* [RAW DATA]
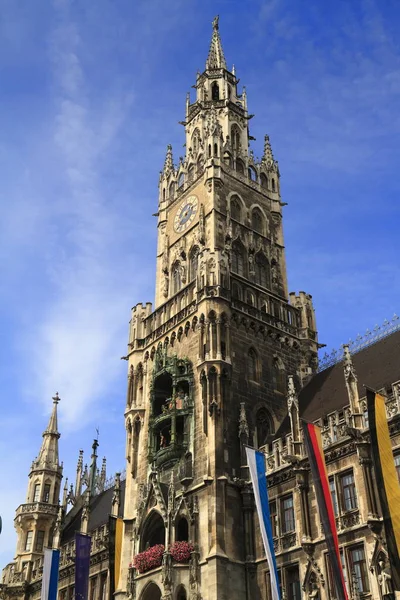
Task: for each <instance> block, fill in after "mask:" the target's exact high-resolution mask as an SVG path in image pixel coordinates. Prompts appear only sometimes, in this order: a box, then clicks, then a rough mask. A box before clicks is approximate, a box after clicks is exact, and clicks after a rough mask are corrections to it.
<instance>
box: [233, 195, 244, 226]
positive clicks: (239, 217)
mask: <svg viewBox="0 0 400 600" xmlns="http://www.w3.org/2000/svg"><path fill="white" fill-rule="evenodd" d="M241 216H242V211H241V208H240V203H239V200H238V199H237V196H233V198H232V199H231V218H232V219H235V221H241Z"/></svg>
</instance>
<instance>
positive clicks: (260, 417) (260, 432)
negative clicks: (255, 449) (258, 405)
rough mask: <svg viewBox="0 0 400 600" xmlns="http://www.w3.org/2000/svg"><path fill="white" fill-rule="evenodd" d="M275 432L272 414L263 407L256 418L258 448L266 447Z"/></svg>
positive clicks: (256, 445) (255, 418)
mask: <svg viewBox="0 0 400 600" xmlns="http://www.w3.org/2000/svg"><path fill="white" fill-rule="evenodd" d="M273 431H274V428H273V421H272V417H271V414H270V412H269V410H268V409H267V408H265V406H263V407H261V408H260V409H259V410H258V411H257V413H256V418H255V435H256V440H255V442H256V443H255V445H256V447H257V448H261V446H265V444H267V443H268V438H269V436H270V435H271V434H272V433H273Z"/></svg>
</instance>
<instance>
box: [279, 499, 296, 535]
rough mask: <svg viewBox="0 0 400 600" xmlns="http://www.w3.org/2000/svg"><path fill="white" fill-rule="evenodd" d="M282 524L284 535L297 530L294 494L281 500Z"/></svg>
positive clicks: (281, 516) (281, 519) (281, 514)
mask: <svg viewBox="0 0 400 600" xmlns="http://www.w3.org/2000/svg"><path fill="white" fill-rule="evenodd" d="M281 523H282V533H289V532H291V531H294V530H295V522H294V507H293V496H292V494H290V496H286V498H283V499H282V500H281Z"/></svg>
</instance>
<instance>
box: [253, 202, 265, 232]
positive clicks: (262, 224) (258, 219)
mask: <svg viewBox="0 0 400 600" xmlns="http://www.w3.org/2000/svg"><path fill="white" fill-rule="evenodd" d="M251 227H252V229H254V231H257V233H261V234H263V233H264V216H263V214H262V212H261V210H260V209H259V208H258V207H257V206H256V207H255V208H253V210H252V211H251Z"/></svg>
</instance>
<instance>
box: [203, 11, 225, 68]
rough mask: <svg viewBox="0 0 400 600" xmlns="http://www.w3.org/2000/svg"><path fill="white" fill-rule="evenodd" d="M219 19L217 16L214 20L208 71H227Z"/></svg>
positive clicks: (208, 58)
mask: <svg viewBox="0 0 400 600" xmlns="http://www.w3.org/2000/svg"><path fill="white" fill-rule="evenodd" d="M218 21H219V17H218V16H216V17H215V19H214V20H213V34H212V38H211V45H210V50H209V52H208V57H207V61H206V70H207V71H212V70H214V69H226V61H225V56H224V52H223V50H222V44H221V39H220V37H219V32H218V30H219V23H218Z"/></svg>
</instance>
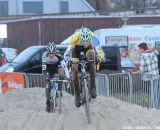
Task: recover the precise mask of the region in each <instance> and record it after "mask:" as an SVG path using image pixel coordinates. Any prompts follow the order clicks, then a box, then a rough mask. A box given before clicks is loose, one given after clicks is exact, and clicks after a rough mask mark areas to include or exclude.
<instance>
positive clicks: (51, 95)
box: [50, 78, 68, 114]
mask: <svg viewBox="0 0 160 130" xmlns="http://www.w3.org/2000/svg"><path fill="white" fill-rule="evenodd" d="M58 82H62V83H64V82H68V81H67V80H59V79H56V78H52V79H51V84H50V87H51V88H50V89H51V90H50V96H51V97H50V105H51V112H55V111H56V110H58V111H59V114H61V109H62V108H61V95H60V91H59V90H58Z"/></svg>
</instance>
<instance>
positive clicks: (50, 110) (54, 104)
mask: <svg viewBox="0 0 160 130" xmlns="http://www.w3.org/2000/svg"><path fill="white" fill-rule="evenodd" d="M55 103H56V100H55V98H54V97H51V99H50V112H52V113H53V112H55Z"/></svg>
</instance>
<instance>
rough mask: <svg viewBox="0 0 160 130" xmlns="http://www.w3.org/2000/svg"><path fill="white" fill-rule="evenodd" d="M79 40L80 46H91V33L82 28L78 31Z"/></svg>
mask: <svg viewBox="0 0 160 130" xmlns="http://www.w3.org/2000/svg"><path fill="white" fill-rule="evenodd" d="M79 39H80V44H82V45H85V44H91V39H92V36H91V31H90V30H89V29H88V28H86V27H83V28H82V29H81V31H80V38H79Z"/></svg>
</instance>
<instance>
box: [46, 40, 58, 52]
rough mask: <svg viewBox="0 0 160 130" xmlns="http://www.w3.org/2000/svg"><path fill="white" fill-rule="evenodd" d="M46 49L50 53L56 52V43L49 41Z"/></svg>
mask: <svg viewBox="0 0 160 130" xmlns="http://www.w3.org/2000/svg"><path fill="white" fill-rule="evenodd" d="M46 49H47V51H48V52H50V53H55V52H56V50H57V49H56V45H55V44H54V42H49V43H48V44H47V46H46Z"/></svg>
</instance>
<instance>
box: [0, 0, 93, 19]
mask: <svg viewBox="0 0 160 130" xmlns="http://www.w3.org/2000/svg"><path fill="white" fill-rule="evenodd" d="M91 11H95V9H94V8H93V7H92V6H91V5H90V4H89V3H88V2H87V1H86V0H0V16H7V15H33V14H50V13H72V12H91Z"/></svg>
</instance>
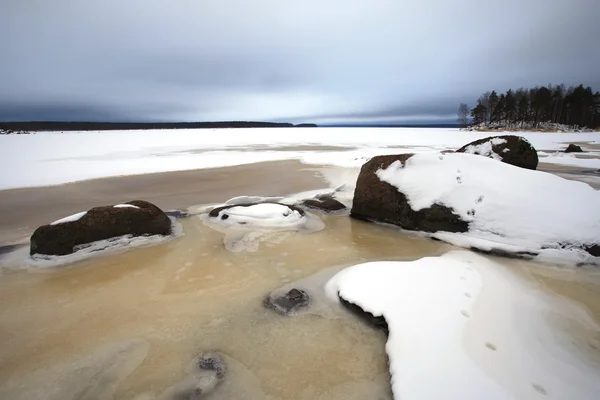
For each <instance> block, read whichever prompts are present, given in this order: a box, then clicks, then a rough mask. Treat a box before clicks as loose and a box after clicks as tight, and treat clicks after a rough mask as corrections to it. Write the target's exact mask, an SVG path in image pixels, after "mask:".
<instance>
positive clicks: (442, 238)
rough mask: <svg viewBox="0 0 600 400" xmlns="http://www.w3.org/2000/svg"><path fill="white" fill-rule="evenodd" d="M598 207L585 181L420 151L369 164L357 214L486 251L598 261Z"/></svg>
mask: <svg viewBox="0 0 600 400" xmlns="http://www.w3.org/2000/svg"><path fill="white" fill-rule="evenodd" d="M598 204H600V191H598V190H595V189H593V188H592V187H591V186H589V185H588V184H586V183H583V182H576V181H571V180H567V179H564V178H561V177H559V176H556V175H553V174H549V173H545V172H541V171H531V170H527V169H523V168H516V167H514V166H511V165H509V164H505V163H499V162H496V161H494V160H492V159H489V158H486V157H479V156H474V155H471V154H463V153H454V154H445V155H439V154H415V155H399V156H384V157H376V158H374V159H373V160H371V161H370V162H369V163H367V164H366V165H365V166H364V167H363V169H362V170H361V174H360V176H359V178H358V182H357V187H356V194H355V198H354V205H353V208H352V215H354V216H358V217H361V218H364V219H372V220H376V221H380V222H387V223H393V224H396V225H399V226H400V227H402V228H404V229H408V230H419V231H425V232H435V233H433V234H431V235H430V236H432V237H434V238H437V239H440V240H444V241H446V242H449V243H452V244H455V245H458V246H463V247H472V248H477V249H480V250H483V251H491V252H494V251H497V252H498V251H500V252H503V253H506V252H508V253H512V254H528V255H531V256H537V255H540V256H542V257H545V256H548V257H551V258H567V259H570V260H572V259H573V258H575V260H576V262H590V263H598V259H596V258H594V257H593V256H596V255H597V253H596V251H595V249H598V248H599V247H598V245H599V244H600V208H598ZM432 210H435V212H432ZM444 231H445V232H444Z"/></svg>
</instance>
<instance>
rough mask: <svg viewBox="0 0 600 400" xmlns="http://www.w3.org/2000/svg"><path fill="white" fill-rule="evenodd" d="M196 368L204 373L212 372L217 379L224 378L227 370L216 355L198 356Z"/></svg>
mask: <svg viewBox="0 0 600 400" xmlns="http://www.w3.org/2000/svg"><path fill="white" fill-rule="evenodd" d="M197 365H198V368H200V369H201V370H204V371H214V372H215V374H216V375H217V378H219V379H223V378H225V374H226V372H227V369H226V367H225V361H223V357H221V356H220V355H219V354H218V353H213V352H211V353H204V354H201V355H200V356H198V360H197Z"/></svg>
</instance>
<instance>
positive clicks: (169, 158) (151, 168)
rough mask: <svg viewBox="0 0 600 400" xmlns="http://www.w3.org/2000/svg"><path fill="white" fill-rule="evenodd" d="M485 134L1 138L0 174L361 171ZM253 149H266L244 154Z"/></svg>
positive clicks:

* [AIM OF THE EXERCISE] Which lines in the items above contain the word "positive"? Show every one of them in full.

* [YOUR SOLUTION]
positive clicks: (239, 217)
positive clicks: (260, 417) (260, 432)
positive clicks: (256, 445) (255, 418)
positive clicks: (281, 516) (281, 519) (281, 514)
positive clicks: (262, 224) (258, 219)
positive clicks: (208, 58)
positive clicks: (51, 95)
positive clicks: (50, 110) (54, 104)
positive clicks: (442, 238)
positive clicks: (169, 158) (151, 168)
positive clicks:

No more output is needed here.